> _Study text_:
::::

Skip to content

Make all BufferIterators shaped#496

Open
arcondello wants to merge 14 commits intodwavesystems:mainfrom
arcondello:feature/dtype
Open

Make all BufferIterators shaped#496
arcondello wants to merge 14 commits intodwavesystems:mainfrom
arcondello:feature/dtype

Conversation

@arcondello
Copy link
Copy Markdown
Member

@arcondello arcondello commented Apr 7, 2026

Work in progress

Makes all iterators shaped.

This simplifies the implementation somewhat, and means that all iterators work with std::default_sentinel which is both convenient and faster.

::::

> _Recorded information_:
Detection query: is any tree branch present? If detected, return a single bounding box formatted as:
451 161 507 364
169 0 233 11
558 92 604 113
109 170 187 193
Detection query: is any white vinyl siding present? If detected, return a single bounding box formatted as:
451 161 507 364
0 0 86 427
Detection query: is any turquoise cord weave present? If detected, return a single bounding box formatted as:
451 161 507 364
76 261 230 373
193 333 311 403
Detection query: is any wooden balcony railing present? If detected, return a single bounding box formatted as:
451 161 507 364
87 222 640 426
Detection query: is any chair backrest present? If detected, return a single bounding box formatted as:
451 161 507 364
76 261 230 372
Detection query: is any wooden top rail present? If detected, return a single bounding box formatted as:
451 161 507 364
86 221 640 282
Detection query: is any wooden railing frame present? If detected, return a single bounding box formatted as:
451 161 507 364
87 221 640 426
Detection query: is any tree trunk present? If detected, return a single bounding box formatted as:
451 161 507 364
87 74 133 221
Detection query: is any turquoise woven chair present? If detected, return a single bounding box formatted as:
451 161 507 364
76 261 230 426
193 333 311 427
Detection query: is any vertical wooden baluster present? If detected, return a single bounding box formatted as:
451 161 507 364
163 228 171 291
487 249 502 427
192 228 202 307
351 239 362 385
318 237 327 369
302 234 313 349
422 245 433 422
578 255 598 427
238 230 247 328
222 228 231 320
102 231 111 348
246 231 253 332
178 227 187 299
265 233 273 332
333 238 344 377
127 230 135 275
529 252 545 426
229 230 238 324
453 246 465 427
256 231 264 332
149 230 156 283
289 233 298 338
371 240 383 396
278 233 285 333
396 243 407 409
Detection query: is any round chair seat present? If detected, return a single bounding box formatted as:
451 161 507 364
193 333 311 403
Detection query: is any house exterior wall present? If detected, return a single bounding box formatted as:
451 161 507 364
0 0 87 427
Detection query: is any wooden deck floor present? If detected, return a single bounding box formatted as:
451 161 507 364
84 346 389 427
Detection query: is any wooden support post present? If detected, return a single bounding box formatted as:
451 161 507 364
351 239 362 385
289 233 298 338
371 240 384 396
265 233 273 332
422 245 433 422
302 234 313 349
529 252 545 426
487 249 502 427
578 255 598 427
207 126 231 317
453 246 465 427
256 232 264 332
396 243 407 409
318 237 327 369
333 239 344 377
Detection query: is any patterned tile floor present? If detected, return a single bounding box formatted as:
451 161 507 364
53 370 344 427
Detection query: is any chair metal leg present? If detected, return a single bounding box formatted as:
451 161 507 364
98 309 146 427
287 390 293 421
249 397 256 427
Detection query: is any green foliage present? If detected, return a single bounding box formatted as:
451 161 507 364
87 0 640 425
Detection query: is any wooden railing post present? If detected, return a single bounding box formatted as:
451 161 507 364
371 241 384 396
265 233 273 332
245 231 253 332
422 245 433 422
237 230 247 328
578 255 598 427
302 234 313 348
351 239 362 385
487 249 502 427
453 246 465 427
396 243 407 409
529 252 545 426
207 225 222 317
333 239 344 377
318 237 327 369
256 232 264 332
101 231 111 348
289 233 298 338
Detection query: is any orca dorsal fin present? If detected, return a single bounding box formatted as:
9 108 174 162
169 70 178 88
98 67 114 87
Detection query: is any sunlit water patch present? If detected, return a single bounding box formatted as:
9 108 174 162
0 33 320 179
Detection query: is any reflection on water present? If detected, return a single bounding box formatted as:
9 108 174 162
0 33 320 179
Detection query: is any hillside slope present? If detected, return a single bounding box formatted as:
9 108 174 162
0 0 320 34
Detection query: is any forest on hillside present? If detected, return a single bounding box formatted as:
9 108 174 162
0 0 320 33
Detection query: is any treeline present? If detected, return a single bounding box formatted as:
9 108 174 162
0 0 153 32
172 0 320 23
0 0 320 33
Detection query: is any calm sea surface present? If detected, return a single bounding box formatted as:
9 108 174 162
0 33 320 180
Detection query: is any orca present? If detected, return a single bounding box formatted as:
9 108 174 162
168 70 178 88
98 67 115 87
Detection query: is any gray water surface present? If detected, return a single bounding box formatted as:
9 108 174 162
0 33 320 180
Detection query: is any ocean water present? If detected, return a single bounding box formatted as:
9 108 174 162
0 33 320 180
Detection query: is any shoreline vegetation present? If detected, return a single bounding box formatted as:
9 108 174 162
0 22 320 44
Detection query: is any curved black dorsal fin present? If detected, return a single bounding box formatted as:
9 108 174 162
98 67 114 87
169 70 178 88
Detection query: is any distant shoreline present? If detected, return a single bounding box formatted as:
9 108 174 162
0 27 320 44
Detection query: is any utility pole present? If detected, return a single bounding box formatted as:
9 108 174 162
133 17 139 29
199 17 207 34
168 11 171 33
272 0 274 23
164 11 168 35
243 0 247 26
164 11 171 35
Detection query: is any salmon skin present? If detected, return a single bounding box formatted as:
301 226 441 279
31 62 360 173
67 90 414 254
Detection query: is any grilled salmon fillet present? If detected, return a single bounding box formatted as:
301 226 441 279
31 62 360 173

::::

> _List of tasks_:
A: In the pull request, which sentinel will all iterators work with once they are shaped?
B: Rewrite the pull request, starting with "Makes all iterators" and going on through "convenient and faster.", replacing "convenient" with "handy".

> _Answers per task_:
A: std::default_sentinel

B:
Makes all iterators shaped.

This simplifies the implementation somewhat, and means that all iterators work with std::default_sentinel which is both handy and faster.